DIRECTIONS FOR THIS TASK –
Below are records; state how many of their lines hold the word "skateboarder", and give only the figure.
*** WORKING DATA
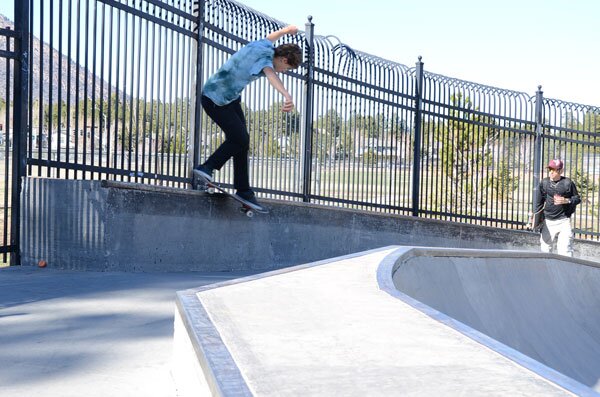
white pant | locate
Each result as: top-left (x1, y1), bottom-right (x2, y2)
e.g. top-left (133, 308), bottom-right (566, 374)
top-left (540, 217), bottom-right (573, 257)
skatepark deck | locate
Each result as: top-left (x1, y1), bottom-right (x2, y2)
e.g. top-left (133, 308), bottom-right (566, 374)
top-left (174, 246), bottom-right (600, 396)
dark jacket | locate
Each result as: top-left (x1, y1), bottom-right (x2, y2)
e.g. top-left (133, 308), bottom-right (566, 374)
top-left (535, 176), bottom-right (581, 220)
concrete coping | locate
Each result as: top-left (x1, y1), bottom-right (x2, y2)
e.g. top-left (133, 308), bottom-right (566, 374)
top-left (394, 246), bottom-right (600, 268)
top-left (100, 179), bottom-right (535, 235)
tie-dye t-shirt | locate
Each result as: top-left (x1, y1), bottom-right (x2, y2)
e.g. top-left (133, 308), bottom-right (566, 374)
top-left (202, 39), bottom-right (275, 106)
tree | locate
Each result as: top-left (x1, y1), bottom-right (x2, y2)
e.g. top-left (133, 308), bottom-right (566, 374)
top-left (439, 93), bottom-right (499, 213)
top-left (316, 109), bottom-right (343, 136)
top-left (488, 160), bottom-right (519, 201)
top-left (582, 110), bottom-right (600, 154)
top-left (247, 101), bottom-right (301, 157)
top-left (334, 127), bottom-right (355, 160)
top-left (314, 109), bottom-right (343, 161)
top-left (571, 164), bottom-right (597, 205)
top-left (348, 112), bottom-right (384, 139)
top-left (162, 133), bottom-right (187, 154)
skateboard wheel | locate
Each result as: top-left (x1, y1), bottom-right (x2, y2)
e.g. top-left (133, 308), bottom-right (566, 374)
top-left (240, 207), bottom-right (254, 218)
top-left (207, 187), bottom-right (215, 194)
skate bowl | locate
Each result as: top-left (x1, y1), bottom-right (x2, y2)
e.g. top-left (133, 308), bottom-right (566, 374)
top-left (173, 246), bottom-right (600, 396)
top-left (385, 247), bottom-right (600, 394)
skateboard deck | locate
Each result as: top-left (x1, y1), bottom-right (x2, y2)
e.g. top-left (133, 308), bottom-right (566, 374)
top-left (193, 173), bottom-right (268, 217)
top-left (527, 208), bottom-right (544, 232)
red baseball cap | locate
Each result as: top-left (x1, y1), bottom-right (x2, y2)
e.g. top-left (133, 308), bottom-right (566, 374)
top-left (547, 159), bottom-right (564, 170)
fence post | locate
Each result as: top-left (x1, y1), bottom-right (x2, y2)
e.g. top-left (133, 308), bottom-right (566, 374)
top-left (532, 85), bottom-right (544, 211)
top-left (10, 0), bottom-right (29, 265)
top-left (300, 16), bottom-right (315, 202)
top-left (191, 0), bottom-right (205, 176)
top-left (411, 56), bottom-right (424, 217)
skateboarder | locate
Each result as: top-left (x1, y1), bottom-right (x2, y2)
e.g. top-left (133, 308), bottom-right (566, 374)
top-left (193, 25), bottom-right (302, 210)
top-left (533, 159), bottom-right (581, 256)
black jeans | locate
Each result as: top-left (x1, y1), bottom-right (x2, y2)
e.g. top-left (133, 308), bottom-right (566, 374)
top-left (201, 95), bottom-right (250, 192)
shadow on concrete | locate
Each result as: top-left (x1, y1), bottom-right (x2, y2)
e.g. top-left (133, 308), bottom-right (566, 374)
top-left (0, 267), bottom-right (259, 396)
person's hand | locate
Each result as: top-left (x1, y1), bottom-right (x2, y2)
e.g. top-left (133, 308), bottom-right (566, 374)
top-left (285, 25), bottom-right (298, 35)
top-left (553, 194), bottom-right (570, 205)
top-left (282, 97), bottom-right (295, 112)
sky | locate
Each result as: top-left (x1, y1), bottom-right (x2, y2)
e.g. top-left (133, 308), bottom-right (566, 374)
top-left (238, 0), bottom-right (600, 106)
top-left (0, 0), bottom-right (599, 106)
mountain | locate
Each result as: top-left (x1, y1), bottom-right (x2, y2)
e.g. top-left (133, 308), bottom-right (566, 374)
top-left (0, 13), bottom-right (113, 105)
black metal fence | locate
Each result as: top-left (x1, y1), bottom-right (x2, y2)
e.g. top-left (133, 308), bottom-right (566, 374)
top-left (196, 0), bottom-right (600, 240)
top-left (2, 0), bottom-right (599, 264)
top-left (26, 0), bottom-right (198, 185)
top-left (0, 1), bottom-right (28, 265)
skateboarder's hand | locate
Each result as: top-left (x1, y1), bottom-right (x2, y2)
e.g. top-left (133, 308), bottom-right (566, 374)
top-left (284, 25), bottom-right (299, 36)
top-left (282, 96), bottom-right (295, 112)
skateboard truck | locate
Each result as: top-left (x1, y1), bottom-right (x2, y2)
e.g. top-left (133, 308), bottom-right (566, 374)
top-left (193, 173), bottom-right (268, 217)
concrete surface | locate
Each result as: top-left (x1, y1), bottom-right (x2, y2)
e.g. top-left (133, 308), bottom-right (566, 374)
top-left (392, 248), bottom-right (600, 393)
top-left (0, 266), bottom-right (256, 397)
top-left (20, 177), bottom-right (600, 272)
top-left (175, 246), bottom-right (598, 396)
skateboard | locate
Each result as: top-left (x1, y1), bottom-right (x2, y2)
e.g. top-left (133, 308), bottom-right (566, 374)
******
*** WORKING DATA
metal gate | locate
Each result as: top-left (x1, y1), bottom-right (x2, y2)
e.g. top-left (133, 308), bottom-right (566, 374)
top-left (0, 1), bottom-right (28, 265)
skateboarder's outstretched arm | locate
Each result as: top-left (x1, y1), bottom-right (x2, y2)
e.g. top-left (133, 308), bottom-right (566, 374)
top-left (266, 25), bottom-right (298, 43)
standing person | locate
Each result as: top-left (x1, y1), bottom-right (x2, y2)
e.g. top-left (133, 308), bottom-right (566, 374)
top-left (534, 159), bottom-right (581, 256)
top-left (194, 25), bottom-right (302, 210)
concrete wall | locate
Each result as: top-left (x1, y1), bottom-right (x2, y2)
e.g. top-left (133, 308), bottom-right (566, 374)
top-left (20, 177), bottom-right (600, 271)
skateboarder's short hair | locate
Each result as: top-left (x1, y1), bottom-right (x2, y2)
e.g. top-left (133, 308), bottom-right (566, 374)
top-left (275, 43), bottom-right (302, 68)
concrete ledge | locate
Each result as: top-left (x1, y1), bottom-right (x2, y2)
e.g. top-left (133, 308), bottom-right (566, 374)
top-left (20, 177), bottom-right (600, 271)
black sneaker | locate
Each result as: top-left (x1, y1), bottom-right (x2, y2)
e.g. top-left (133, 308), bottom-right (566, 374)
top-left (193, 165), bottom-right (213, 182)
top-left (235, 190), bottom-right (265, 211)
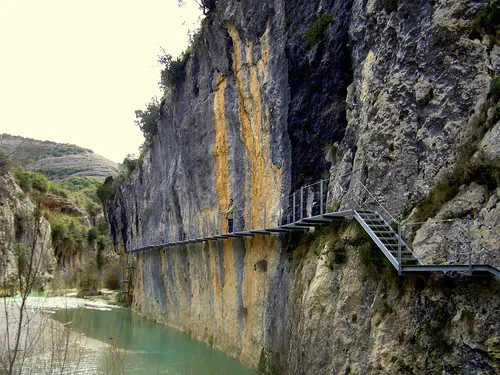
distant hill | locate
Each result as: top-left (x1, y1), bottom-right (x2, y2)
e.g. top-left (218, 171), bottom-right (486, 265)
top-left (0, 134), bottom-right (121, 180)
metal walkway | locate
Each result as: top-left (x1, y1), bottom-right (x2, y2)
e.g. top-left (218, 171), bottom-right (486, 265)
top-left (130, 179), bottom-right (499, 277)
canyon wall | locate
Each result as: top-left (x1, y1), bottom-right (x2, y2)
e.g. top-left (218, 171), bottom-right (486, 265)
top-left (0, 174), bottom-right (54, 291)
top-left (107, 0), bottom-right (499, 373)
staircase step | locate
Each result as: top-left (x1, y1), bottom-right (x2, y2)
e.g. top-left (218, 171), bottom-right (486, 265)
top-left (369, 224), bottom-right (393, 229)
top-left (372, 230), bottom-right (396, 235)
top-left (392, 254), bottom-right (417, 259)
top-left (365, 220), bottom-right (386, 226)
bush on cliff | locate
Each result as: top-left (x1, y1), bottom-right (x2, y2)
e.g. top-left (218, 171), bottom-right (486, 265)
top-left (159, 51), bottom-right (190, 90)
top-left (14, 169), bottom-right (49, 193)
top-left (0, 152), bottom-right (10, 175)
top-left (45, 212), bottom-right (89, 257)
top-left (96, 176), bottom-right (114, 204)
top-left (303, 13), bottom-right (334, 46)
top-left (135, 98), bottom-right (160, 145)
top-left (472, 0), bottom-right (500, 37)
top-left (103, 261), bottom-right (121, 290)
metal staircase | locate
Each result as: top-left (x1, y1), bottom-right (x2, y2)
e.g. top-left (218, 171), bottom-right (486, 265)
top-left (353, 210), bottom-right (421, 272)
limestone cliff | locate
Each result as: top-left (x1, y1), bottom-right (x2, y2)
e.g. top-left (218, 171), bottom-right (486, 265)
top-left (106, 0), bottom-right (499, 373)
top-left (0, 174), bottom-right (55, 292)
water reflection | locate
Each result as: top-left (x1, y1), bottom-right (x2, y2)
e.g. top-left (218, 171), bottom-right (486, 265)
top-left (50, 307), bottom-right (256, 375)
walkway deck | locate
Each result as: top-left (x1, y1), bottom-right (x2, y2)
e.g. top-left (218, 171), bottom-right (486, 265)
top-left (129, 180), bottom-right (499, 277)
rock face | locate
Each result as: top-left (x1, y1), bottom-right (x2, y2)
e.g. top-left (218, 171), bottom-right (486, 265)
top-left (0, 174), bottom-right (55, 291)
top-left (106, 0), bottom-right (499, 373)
******
TASK SOLUTION –
4